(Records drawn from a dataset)

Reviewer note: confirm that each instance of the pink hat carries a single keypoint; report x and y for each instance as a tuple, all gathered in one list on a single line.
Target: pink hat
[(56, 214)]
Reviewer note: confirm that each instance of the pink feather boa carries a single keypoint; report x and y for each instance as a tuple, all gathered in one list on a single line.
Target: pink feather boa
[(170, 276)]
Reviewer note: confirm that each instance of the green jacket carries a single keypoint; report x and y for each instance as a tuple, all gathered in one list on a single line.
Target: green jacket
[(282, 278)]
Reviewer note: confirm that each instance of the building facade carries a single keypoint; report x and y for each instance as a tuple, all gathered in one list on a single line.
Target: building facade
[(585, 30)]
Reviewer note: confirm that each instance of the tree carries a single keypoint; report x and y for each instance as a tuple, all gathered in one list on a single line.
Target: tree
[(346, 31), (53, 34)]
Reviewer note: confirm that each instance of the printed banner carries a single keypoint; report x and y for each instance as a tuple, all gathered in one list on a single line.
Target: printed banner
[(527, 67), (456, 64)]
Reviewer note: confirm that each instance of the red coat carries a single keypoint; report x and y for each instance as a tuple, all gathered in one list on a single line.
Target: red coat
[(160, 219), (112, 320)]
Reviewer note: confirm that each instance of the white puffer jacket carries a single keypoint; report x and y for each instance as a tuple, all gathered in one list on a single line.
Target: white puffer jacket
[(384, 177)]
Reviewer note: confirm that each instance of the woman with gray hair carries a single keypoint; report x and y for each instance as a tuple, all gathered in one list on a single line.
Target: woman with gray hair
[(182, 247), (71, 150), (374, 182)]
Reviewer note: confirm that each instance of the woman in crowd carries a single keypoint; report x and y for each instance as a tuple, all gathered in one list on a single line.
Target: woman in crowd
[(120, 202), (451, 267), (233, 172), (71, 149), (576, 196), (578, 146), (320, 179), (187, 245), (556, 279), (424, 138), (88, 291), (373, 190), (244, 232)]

## EXERCISE PROMPT
From the line holding "Target: woman with gray hair" to the last line of the data above, copy every line exactly and include nothing more.

## PROBLEM SOLUTION
Target: woman with gray hair
[(182, 247), (71, 150), (374, 182)]
Reviewer note: confirm that each instance of the woman in crowd carries a single keypoint; report x and y for each instance as a tuple, all gathered in one list on a single line.
Target: woman in crowd
[(120, 202), (451, 267), (233, 172), (71, 149), (576, 196), (578, 146), (320, 179), (187, 245), (556, 279), (424, 138), (88, 291), (373, 190), (244, 232)]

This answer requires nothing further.